== Exercise objective ==
Collect every line of the records below that contains the word "shore".

Point-per-instance localization data:
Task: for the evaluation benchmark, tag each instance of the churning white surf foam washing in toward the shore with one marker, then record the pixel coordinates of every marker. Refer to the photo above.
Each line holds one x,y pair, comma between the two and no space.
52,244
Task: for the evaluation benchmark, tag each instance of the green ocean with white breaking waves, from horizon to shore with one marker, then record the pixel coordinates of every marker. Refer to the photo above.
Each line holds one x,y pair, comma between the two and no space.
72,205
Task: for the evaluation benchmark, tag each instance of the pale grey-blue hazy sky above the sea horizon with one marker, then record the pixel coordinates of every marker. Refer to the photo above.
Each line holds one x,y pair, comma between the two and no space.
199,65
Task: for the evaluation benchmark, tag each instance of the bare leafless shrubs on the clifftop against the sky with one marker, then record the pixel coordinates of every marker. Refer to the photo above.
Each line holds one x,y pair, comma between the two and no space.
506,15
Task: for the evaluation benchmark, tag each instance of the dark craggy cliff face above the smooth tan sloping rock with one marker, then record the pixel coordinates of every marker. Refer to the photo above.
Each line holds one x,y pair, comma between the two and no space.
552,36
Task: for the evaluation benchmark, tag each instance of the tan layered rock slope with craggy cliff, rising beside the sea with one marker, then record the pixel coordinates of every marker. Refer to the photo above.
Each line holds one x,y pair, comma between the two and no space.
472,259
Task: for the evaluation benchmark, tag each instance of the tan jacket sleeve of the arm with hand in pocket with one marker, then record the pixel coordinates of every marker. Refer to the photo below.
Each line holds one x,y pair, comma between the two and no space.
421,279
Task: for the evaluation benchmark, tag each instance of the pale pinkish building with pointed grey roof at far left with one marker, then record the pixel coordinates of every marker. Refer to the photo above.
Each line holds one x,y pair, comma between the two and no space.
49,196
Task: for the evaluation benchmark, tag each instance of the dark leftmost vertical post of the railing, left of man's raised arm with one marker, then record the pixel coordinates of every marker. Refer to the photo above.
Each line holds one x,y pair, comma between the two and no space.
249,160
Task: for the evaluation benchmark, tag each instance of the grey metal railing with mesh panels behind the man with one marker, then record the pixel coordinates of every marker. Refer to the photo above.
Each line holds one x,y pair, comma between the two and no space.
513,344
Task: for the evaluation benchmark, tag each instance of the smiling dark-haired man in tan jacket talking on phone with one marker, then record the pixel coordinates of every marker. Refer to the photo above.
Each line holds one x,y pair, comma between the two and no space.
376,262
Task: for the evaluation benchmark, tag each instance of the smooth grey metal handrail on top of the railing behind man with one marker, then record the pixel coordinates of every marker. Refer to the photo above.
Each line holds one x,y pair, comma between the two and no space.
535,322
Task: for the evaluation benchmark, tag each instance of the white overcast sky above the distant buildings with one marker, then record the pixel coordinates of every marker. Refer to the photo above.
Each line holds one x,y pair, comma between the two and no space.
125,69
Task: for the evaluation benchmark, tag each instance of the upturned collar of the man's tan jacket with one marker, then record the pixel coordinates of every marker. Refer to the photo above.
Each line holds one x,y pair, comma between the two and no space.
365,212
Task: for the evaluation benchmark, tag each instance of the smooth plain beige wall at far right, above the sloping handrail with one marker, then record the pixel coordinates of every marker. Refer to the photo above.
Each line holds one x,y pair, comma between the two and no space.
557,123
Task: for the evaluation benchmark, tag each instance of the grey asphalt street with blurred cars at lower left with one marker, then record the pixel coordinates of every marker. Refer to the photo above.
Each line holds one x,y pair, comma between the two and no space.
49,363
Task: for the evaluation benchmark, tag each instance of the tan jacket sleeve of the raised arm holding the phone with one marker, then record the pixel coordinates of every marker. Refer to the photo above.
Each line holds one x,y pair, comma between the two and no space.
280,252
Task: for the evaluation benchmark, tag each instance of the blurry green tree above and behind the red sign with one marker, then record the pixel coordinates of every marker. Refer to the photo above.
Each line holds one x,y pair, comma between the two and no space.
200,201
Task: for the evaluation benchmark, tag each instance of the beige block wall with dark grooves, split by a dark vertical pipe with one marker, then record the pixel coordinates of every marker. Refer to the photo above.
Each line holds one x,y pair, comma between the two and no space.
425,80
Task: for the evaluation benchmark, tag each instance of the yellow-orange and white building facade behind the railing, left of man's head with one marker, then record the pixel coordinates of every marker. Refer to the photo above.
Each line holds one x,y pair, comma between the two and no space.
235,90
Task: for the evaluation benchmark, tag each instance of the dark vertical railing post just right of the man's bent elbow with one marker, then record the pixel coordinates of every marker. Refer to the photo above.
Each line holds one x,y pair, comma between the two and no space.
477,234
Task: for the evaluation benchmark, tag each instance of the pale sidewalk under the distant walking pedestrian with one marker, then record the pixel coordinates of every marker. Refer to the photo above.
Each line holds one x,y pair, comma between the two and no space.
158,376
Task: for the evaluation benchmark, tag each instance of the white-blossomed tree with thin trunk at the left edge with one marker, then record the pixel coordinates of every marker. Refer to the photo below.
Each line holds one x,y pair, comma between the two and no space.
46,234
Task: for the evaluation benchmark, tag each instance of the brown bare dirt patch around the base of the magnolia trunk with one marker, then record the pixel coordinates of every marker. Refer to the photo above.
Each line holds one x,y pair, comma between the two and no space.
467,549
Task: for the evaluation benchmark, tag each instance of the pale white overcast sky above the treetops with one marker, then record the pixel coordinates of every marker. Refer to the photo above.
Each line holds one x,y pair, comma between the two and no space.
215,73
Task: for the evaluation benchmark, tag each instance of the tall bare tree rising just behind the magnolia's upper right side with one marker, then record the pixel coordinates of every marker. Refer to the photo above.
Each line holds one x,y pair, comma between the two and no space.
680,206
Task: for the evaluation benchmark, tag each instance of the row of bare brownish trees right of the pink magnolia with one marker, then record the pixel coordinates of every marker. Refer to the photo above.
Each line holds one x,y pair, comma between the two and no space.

== The answer ==
Task: for the evaluation benchmark, tag each instance of the churning white surf foam washing in toward the shore with one marker, then record the pixel coordinates of every marker. Refer to the photo above.
Task: for the evaluation benchmark, tag each instance of the green ocean with white breaking waves, from horizon to shore with one marker, then record the pixel coordinates of every marker. Refer to the photo above.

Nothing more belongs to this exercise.